- **本文ブロック**:
+++

構造派家族療法についてまとめておきます

家族療法

この記事では、家族療法で数ある派閥の中から「構造派家族療法」を簡単にまとめておきます。

構造派家族療法とは

構造派家族療法の創始者はミニューチン(Minuchin,S.)であり、この派閥の家族療法は、家族のシステム構造に重点を置いたアプローチとされます。

ゆえに、「個人の病理は家族の構造上の問題」だとし、問題があることによって家族システムが維持され、逆に家族によってそのシステムが維持されている考えるのです。

ある関係に歪みがあるとすれば、ほかの関係にも歪みが生じます。

構造はにおいて問題があるとされる家族とは?

構造派において問題のある家族とは、「世代間境界が曖昧。過度に融合しているか、もしくは、過度にバラバラな家族」のことをさします。

したがって、セラピストは、家族の再構造化によって、個人の症状に変化を起こすことを目指すというわけです。

家族療法において、家族には、夫婦・親子・兄弟姉妹などのサブ・システムから成立しており、各システム間に境界がると考えます。

つまり、構造派で問題とみなされる家族は、この境界が不明確であり、例えば、母子の提携・父親の孤立といった連合関係ができています。

そこで治療者は、家族の交流の中に参加(ジョイニング)し、家族葛藤を顕在化させながら、適応的な交流パターンの形成を促し、適切な家族族構造への再構造化を目指すのです。

構造派で使われる用語

境界・・・誰がある出来事に参加するかを決めるルール。家族と家族外、子・親・祖父母の世代間など

連合・・・誰かに対抗するための共同戦線

迂回連合・・・夫婦の問題を表面化させないように子供が問題を抱えることで、夫婦が見せかけの連合を形成すること

パワー・・・誰かに及ぼす影響力

構造派の技法

最後に、構造派がよく用いる技法について取り上げておきましょう。

とはいえ、他の派閥でも実際は用いられていたりするので、境界線はあってないようなものにも感じますが・・・

構造派の技法

ラインナップはこんな感じです。

+++

- **表示データ**:

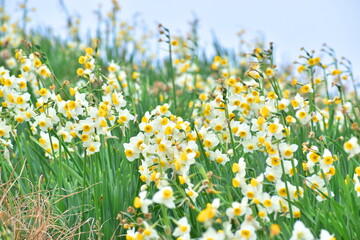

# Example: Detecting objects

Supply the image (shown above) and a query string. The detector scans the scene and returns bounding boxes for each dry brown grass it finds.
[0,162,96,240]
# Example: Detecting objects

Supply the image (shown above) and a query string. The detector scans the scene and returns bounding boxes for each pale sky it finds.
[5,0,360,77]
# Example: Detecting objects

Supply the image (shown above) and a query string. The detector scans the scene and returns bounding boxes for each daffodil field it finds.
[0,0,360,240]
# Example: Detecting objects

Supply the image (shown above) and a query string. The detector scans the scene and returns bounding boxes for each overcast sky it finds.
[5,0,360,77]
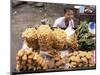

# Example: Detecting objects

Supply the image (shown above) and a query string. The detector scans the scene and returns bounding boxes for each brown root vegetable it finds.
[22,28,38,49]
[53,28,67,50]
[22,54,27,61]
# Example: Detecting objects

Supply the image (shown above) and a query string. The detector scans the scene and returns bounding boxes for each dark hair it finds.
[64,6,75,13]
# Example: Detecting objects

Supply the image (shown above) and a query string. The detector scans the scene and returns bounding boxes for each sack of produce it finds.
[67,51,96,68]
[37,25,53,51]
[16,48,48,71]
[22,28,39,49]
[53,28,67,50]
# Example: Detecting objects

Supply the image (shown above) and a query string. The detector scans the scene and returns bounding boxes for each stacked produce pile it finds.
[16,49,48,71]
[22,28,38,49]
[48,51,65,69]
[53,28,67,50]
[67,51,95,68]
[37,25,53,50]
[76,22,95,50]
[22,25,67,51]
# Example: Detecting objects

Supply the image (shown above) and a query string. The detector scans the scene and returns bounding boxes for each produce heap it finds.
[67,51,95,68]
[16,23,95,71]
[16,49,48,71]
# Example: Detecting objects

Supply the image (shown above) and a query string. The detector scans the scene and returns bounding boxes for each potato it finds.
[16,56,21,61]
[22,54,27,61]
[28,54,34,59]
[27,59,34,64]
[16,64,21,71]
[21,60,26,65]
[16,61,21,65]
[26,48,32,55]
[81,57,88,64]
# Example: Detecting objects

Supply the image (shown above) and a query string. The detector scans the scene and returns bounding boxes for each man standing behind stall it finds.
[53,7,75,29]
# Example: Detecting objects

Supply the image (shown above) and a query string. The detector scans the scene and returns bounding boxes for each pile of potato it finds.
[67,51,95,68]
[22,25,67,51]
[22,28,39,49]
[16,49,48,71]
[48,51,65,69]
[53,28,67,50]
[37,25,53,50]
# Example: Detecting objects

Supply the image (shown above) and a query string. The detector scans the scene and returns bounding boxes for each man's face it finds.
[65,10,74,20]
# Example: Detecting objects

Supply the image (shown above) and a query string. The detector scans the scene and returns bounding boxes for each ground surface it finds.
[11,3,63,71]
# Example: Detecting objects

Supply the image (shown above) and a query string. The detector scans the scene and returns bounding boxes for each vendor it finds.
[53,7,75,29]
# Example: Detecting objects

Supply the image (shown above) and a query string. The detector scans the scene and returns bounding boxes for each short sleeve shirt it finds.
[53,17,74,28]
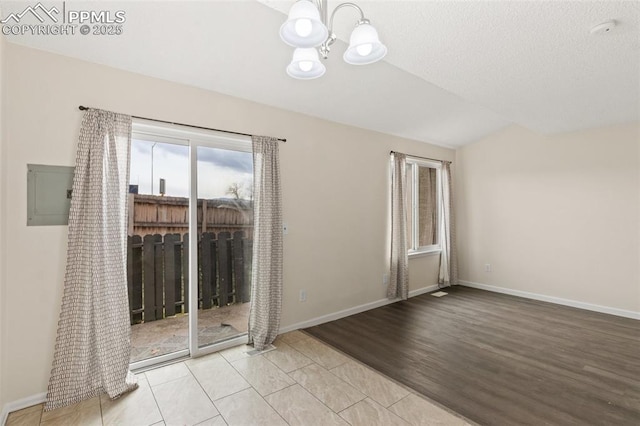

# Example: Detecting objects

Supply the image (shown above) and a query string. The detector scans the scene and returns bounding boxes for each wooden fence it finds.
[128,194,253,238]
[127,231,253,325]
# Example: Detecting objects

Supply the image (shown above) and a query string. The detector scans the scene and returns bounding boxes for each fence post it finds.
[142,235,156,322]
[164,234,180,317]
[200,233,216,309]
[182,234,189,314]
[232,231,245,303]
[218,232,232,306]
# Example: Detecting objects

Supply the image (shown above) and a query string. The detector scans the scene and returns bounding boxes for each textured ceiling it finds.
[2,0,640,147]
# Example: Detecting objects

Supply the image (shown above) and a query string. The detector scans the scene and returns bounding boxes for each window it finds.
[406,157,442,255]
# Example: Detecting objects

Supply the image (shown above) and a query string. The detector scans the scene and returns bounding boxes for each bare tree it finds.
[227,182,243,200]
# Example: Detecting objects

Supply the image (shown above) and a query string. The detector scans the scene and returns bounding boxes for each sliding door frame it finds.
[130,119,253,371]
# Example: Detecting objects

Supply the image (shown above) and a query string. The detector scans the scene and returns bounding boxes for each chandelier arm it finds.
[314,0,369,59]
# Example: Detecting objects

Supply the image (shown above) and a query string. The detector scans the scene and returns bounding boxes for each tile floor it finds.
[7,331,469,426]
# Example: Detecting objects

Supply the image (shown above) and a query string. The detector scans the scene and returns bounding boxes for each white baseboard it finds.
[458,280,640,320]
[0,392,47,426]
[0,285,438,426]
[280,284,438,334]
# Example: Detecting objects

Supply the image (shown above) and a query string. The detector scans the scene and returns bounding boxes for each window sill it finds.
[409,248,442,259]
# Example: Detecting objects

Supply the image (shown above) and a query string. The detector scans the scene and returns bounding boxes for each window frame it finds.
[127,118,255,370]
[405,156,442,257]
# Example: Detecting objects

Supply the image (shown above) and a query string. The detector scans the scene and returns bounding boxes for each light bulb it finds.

+++

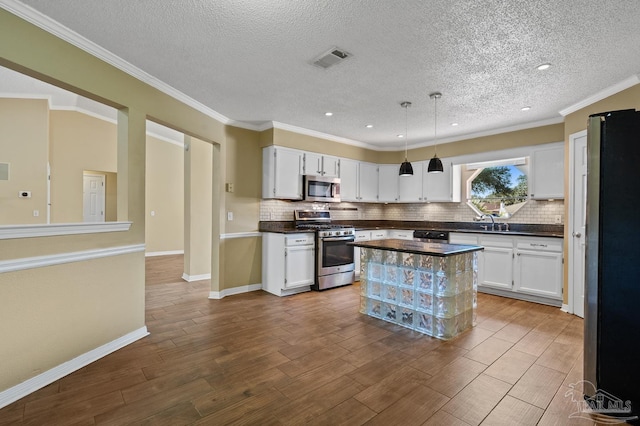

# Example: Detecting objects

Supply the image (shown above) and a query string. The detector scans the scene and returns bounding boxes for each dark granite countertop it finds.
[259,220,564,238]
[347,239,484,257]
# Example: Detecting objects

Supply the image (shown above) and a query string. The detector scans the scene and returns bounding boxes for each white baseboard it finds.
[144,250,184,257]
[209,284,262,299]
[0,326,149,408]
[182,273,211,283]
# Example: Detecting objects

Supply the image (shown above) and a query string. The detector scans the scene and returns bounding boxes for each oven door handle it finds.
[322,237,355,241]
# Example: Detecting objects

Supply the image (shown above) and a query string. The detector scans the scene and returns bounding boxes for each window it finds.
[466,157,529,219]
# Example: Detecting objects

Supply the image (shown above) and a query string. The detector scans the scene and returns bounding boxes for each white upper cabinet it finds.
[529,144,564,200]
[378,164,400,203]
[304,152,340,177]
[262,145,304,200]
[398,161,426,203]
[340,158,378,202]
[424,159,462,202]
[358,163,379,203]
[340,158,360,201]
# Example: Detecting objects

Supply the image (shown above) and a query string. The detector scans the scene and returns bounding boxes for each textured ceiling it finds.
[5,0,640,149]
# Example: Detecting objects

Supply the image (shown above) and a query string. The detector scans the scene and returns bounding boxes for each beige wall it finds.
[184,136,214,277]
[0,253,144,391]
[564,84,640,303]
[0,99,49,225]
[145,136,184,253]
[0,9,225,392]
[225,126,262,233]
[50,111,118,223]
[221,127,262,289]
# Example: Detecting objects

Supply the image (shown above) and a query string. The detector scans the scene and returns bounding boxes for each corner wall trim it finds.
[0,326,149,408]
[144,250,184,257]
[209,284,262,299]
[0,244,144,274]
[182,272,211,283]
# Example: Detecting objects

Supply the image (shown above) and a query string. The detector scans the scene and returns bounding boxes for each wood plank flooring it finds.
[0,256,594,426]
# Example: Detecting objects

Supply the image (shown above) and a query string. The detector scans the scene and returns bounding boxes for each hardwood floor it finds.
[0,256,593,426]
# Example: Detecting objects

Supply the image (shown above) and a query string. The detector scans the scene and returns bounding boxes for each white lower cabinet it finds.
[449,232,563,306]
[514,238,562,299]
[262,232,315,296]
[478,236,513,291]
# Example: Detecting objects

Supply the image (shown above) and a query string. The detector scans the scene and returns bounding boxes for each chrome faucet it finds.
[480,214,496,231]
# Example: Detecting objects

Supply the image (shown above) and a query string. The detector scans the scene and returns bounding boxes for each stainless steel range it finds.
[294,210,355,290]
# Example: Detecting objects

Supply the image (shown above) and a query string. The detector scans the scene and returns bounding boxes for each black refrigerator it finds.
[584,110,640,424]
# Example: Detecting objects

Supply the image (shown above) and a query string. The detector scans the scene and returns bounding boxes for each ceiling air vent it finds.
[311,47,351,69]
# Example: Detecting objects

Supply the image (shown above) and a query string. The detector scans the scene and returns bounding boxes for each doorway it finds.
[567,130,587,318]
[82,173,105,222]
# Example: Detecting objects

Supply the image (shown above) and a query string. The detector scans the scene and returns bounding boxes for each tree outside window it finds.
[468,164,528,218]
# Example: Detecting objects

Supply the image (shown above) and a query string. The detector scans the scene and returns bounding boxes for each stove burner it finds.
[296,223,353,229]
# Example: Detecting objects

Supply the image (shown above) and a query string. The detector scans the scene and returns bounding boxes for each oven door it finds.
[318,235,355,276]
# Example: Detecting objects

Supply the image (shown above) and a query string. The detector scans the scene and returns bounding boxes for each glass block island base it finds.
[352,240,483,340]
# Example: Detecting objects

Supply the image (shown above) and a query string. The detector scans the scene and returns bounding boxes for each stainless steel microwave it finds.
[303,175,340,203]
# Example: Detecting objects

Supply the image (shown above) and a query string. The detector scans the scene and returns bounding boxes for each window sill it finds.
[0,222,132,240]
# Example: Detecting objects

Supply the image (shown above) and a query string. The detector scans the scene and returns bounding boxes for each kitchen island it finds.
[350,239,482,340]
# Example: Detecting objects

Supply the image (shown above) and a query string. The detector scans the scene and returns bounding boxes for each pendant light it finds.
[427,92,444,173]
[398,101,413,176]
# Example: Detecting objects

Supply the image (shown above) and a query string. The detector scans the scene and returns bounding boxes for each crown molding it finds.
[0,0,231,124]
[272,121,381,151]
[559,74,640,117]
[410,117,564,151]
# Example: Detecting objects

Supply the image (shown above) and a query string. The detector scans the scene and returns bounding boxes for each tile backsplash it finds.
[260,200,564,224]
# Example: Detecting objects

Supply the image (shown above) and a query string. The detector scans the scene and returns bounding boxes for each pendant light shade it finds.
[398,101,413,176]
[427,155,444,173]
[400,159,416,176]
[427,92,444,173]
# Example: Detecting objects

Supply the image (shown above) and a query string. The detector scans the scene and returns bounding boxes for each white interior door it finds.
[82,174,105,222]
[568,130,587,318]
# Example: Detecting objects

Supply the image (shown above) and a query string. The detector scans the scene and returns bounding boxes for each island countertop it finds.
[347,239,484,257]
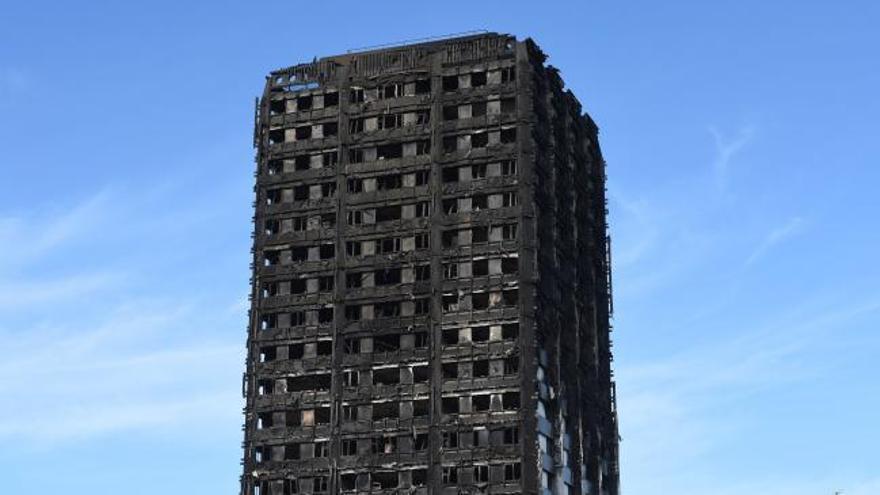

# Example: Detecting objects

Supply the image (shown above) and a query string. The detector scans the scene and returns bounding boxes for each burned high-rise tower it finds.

+++

- **必要な作業**:
**a.** 構造派家族療法の文章について、次の問いに答えること。
(i) 構造派家族療法の創始者は誰か。
(ii) 構造派で問題とみなされる家族にできている連合関係として、どのような例が挙げられているか。
(iii) 用語「パワー」はどう説明されているか。
**b.** 構造派家族療法の文章のうち、「構造派において問題のある家族」から「への再構造化を目指すのです。」までを、その語句も含めて一字一句そのまま書き写すこと。
資料はこの作業には関係しない。

- **作業の解答**:
**a.**
(i) ミニューチン(Minuchin,S.)
(ii) 母子の提携・父親の孤立
(iii) 誰かに及ぼす影響力

**b.**
構造派において問題のある家族とは、「世代間境界が曖昧。過度に融合しているか、もしくは、過度にバラバラな家族」のことをさします。

したがって、セラピストは、家族の再構造化によって、個人の症状に変化を起こすことを目指すというわけです。

家族療法において、家族には、夫婦・親子・兄弟姉妹などのサブ・システムから成立しており、各システム間に境界がると考えます。

つまり、構造派で問題とみなされる家族は、この境界が不明確であり、例えば、母子の提携・父親の孤立といった連合関係ができています。

そこで治療者は、家族の交流の中に参加(ジョイニング)し、家族葛藤を顕在化させながら、適応的な交流パターンの形成を促し、適切な家族族構造への再構造化を目指すのです。